> **Goal of the exercise**:
Rewrite the lines below from the one containing "Could you please tag every instance of the snow-covered" through the last line, substituting "summit" for "mountain peak" and leaving everything else unchanged.

— start of Given records —

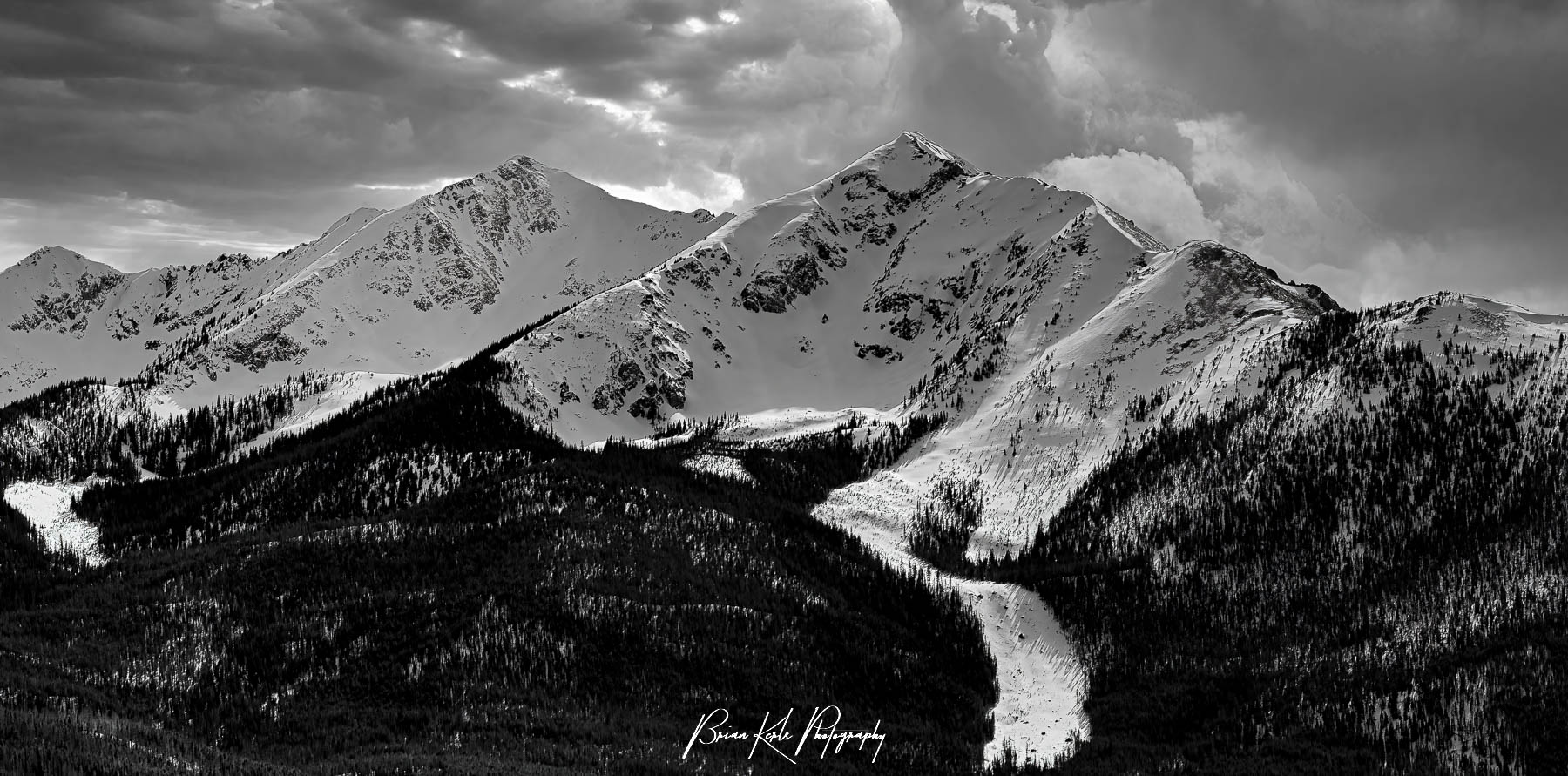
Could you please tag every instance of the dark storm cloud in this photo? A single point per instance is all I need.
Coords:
(1438, 119)
(1383, 148)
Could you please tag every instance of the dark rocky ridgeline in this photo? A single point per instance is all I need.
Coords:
(1368, 587)
(427, 584)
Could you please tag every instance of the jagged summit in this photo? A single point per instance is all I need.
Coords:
(907, 164)
(388, 292)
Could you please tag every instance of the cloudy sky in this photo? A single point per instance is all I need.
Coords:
(1379, 148)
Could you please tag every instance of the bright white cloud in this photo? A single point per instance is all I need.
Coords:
(1140, 187)
(721, 192)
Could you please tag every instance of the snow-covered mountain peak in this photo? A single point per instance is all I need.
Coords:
(905, 165)
(1468, 319)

— end of Given records —

> **Complete answer**:
Could you please tag every instance of the snow-covered summit in this photo? A single point per instance is all I need.
Coords:
(905, 165)
(1468, 319)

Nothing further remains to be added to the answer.